DOCUMENT SECTION Start Marker
While it’s certainly the function of a reporter to puzzle out the essence of a story based on the available evidence, there are occasions when journalists choose to act as if they have nearly paranormal abilities to discern things not immediate visible to the naked eye. This is called analysis or even editorializing.
Consider the Associated Press report— actually this appears to be a news analysis — concerning the challenges facing Pope Francis concerning the Legionnaires of Christ, a Catholic order beset by numerous problems, most of which centered around the group’s late founder:
VATICAN CITY — First, one of the Legion of Christ’s top officials abruptly quit the troubled religious order in frustration over the slow pace of change. Then priests in the cult-like movement empowered proteges and associates of the order’s disgraced founder, the Rev. Marcial Maciel, to vote for their next leader.
The past month has seen some setbacks in the Legion’s efforts to rehabilitate itself as it moves toward electing a new leadership next month, the culmination of a three-year Vatican experiment aimed at overhauling a damaged order. Yet even as the Legion prepares to present a new face, high-ranking members continue to speak nostalgically and even reverently of Maciel — a sexual predator who molested his seminarians, fathered three children and was, in the words of Vatican-appointed investigators, “devoid of scruples and authentic religious meaning.”
DOCUMENT SECTION End Marker
TASK INSTRUCTIONS:
Can you output the full commentary on the Associated Press Legion of Christ report word for word? The entries have no connection to the commentary.
EXTRACTED ENTRIES Start Marker
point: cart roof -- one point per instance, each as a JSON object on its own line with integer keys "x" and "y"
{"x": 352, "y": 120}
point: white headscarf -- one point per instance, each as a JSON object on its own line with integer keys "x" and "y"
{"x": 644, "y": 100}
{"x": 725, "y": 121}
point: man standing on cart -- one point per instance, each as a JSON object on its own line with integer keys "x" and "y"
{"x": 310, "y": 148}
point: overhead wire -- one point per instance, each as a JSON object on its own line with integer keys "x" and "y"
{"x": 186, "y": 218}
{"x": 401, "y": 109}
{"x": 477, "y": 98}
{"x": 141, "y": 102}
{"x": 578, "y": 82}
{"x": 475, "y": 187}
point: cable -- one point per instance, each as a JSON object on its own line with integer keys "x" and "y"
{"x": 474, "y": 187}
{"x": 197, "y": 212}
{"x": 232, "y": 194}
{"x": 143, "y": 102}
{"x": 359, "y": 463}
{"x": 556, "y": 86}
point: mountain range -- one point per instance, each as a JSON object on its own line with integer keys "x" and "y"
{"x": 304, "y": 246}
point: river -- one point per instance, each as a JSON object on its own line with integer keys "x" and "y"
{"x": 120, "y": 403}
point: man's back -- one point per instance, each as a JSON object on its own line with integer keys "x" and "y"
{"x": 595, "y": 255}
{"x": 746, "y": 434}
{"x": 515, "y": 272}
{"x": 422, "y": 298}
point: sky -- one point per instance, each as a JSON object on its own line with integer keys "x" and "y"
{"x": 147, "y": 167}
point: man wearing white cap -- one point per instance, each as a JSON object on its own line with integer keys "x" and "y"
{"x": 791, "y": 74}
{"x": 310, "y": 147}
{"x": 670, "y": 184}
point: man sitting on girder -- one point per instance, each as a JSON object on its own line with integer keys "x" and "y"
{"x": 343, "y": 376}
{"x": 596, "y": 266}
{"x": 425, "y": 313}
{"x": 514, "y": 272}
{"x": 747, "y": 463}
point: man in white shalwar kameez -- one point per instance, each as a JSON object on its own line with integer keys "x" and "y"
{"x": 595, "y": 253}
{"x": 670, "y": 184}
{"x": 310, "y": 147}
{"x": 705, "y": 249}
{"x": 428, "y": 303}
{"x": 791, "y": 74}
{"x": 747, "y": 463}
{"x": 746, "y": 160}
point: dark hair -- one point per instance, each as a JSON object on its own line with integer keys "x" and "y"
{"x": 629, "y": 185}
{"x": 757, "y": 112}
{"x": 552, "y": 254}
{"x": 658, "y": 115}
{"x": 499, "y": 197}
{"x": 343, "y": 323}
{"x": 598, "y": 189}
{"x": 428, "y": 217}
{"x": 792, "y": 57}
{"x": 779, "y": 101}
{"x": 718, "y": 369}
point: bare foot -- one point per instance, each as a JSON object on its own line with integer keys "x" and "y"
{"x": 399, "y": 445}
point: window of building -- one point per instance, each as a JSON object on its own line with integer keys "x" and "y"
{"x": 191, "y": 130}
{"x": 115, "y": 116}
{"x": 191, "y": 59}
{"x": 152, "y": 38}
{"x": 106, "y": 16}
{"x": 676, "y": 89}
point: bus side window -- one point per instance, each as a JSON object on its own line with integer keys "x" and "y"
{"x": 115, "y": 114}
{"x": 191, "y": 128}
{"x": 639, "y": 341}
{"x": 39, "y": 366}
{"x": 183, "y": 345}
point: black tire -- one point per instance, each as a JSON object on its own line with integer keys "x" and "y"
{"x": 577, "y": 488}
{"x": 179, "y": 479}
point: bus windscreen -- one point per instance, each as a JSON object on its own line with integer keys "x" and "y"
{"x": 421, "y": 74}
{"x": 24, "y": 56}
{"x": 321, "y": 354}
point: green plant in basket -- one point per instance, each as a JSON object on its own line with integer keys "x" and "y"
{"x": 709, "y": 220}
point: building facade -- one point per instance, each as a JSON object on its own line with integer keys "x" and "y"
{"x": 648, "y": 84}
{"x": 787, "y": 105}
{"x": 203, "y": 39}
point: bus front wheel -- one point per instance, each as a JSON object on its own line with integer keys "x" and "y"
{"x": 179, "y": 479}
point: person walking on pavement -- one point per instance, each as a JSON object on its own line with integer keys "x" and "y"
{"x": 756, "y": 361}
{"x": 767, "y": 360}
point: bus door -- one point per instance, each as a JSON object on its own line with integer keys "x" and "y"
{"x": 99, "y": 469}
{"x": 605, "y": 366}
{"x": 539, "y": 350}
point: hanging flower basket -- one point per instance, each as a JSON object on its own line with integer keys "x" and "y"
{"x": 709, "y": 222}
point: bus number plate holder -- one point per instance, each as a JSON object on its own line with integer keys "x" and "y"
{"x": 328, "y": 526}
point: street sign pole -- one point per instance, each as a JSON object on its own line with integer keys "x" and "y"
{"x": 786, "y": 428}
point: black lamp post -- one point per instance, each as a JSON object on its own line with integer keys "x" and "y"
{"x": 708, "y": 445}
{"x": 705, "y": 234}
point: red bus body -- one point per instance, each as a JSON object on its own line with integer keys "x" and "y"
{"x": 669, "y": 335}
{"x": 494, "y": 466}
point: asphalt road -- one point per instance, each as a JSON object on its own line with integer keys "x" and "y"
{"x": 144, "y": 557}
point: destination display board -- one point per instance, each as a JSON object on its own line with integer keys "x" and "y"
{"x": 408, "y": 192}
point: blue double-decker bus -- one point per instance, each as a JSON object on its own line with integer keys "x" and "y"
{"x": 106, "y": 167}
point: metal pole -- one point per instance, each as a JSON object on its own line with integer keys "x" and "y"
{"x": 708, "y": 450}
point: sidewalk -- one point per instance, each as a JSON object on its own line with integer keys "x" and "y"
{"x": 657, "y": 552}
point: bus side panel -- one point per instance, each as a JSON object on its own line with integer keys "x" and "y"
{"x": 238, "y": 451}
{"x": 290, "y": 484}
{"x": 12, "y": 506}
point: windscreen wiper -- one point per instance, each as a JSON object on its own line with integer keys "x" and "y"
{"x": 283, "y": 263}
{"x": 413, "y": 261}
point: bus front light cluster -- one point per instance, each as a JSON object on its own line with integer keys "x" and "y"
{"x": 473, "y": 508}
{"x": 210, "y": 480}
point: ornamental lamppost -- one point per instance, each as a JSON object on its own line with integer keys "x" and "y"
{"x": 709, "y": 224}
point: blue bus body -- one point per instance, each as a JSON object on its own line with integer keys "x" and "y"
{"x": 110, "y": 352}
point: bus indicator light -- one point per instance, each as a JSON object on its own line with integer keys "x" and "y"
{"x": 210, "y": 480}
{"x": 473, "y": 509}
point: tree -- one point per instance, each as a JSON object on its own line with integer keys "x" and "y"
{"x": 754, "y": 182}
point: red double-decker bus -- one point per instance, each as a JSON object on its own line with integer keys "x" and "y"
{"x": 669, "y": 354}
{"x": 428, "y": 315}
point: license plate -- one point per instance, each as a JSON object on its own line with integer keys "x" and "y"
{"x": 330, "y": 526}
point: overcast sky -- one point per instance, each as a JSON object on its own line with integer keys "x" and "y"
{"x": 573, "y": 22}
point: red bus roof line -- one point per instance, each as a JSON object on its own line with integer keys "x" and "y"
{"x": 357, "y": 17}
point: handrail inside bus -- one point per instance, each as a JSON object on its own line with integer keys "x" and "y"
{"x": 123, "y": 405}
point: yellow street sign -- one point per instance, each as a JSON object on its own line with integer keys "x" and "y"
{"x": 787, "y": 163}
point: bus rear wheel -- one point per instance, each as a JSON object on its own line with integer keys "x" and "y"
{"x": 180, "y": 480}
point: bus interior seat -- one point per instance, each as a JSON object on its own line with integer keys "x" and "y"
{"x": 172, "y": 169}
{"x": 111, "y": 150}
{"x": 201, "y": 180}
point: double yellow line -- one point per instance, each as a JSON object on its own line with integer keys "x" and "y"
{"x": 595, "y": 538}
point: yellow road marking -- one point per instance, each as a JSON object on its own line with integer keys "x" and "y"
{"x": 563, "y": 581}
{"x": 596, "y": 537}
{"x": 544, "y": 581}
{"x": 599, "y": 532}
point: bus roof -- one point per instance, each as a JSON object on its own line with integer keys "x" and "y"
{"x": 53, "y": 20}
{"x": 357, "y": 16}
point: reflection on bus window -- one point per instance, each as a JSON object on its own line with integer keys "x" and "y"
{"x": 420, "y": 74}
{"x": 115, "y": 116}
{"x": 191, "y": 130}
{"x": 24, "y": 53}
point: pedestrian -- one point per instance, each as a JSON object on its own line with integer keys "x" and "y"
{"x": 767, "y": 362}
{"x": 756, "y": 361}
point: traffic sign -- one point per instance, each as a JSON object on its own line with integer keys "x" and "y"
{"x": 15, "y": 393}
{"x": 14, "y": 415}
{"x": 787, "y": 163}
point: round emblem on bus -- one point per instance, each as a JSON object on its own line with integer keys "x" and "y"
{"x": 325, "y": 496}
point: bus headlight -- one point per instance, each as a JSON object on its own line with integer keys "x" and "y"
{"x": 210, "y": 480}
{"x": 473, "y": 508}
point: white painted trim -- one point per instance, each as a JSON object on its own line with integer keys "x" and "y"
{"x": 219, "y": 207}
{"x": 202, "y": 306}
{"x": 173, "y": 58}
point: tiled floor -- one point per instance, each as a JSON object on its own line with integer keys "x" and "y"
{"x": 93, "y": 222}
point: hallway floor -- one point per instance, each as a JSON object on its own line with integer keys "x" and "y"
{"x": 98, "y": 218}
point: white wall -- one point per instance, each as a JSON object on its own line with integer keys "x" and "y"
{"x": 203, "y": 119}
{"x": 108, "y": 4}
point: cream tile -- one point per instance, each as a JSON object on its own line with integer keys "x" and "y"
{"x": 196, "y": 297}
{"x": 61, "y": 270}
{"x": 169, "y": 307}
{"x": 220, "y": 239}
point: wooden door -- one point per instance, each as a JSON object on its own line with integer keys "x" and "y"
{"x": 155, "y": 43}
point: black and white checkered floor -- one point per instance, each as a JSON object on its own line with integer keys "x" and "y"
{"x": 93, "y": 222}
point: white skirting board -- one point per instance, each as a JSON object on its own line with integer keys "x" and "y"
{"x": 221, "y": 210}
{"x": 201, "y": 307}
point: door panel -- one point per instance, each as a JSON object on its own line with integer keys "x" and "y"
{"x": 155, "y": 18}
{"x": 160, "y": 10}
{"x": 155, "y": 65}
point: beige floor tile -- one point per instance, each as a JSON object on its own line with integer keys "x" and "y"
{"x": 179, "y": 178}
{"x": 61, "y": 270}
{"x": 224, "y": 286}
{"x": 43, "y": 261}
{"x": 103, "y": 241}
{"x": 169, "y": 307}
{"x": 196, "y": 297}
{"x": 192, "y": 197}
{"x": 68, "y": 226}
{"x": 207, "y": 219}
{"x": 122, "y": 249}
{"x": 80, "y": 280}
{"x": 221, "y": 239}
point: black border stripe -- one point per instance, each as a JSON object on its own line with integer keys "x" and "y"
EXTRACTED ENTRIES End Marker
OUTPUT:
While it’s certainly the function of a reporter to puzzle out the essence of a story based on the available evidence, there are occasions when journalists choose to act as if they have nearly paranormal abilities to discern things not immediate visible to the naked eye. This is called analysis or even editorializing.
Consider the Associated Press report— actually this appears to be a news analysis — concerning the challenges facing Pope Francis concerning the Legionnaires of Christ, a Catholic order beset by numerous problems, most of which centered around the group’s late founder:
VATICAN CITY — First, one of the Legion of Christ’s top officials abruptly quit the troubled religious order in frustration over the slow pace of change. Then priests in the cult-like movement empowered proteges and associates of the order’s disgraced founder, the Rev. Marcial Maciel, to vote for their next leader.
The past month has seen some setbacks in the Legion’s efforts to rehabilitate itself as it moves toward electing a new leadership next month, the culmination of a three-year Vatican experiment aimed at overhauling a damaged order. Yet even as the Legion prepares to present a new face, high-ranking members continue to speak nostalgically and even reverently of Maciel — a sexual predator who molested his seminarians, fathered three children and was, in the words of Vatican-appointed investigators, “devoid of scruples and authentic religious meaning.”